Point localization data
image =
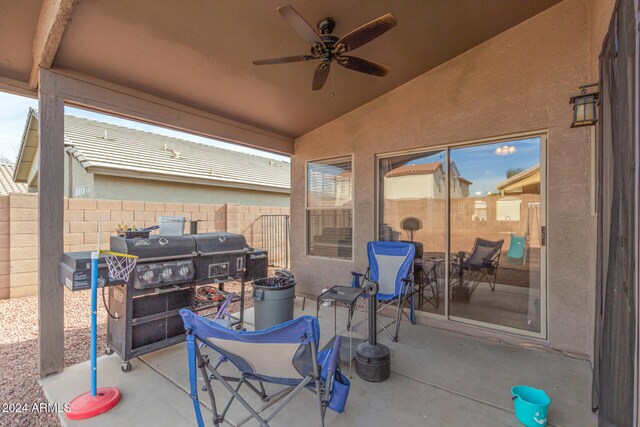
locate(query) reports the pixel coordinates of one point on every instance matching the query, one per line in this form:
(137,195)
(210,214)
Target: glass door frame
(543,135)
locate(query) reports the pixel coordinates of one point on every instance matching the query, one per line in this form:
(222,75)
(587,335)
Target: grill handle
(167,258)
(236,252)
(167,289)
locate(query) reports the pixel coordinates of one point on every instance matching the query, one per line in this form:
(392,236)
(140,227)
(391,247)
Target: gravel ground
(19,350)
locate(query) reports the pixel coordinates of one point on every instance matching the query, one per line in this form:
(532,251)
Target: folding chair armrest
(357,279)
(332,360)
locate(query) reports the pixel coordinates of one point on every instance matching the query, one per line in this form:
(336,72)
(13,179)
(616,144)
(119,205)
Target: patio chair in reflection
(286,354)
(391,268)
(481,265)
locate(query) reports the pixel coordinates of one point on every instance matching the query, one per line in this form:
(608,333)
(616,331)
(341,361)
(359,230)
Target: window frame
(307,208)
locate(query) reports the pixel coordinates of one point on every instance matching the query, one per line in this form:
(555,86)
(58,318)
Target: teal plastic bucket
(530,405)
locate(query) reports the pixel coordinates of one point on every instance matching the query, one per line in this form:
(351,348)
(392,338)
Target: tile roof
(517,177)
(7,184)
(424,168)
(102,145)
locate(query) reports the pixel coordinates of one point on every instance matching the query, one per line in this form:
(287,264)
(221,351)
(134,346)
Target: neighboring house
(106,161)
(7,184)
(423,181)
(525,182)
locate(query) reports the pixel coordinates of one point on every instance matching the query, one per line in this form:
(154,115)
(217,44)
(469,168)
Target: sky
(483,167)
(13,116)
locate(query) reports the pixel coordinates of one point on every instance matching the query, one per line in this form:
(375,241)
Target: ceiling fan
(328,48)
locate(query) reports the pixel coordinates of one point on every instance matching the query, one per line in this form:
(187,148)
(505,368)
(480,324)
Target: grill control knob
(167,273)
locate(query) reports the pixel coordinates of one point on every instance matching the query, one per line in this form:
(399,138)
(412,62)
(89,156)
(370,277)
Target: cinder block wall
(19,228)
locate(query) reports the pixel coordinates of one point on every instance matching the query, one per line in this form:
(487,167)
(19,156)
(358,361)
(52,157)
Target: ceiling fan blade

● **What this task involves**:
Set down all the data again exactly as above, pictures excluded.

● **Expected answer**:
image =
locate(query) reports the pixel coordinates of one point on every instance matching the query, one per line in this form:
(137,195)
(210,214)
Target: glass door frame
(543,135)
locate(query) reports the pixel coordinates of one point on every instance matching the query, one per line in this form:
(222,75)
(587,335)
Target: grill handle
(167,258)
(236,252)
(167,289)
locate(query) reports the pixel coordinates of one point on every instance matching the query, one per line in this form:
(392,236)
(140,227)
(391,247)
Target: gravel ground
(19,350)
locate(query) reports the pixel coordinates of one point on every instance matching the query, one per line in this form:
(532,251)
Target: folding chair armrest
(357,279)
(332,360)
locate(query) reports the pixel coordinates of one point on every instance matching the query, one per line in this form:
(336,72)
(13,179)
(616,144)
(119,205)
Target: patio chair in reflection
(286,354)
(391,268)
(481,265)
locate(query) reports the pixel coordinates of one point on every instance matching the query, one per line in this form:
(608,333)
(616,331)
(341,361)
(359,230)
Target: window frame
(307,208)
locate(query) reports the pixel coordinates of one point on every instance matching the query, one per line in this form:
(555,86)
(58,318)
Target: teal plastic bucket
(530,405)
locate(query) reports the pixel coordinates of one point on every instance matching the query, one per line in this form:
(351,348)
(392,338)
Target: tile roof
(517,177)
(7,184)
(424,168)
(102,145)
locate(query) reports the pixel coordinates of one point on every instance matching the query, one per line in this form:
(287,264)
(221,351)
(134,346)
Target: neighboring house
(106,161)
(7,184)
(423,181)
(525,182)
locate(query) reports the pixel coordinates of one point on every instance matching the query, one per line in this form:
(154,115)
(217,44)
(469,168)
Target: sky
(483,167)
(13,116)
locate(query) reports the pixel coordinates of one point on every instance matching the query, one per line in this form:
(375,241)
Target: ceiling fan
(328,48)
locate(query) reports the pixel coordinates of one point on every instance matching the query, one per line in this form:
(187,148)
(505,368)
(480,324)
Target: grill control knob
(167,273)
locate(query) reports the pixel coordinates of one point on every instance matching the query, one per line in this form:
(399,138)
(412,62)
(89,156)
(370,277)
Target: cinder block wall
(19,228)
locate(query) reports the pixel coordinates of one point on every instance matching the query, one per line in this form:
(487,167)
(19,156)
(358,361)
(52,157)
Target: ceiling fan blade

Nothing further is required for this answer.